> _Direction_: In the Jorge Meireles profile, which club does he currently play for, and in what league is it?

> _Supplied text_:
* * *
Jorge Meireles

Personal information
- Full name: Jorge Monteiro Meireles
- Date of birth: 4 April 2004 (age 22)
- Place of birth: Paços de Ferreira, Portugal
- Height: 1.80 m (5 ft 11 in)
- Positions: Forward; winger;

Team information
- Current team: AVS
- Number: 8

Youth career
- 0000–2014: Paços de Ferreira
- 2014–2020: Porto
- 2019–2020: → Padroense (loan)

Senior career*
- Years: Team / Apps / (Gls)
- 2021–2025: Porto B / 44 / (2)
- 2025–2026: Estrela da Amadora / 22 / (0)
- 2026–: AVS / 5 / (0)

International career^{‡}
- 2020: Portugal U16 / 3 / (1)
- 2021–2022: Portugal U18 / 12 / (3)
- 2021–2023: Portugal U19 / 8 / (0)
- 2023: Portugal U20 / 6 / (1)

Medal record
Men's football
Representing Portugal
UEFA European Under-19 Championship
| Runner-up | 2023 Malta |  |

= Jorge Meireles =

Portuguese footballer

Jorge Monteiro Meireles (born 4 April 2004) is a Portuguese professional footballer who plays as a forward or winger for Liga Portugal 2 club AVS.
* * *
> _Recorded data_:
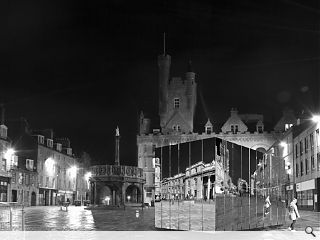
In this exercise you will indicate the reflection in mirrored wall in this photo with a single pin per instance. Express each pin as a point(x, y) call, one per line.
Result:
point(216, 185)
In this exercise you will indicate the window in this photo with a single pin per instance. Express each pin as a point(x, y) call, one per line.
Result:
point(176, 102)
point(306, 144)
point(208, 130)
point(4, 164)
point(69, 151)
point(312, 161)
point(306, 165)
point(40, 139)
point(29, 164)
point(59, 147)
point(27, 179)
point(47, 181)
point(3, 131)
point(49, 143)
point(153, 148)
point(234, 128)
point(311, 142)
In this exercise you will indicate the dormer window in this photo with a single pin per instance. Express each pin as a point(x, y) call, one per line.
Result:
point(40, 139)
point(208, 130)
point(29, 164)
point(69, 151)
point(234, 128)
point(59, 147)
point(287, 126)
point(176, 102)
point(49, 143)
point(3, 131)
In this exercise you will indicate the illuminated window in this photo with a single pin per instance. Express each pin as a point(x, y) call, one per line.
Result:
* * *
> _Written reply_: He plays for AVS, a Liga Portugal 2 club.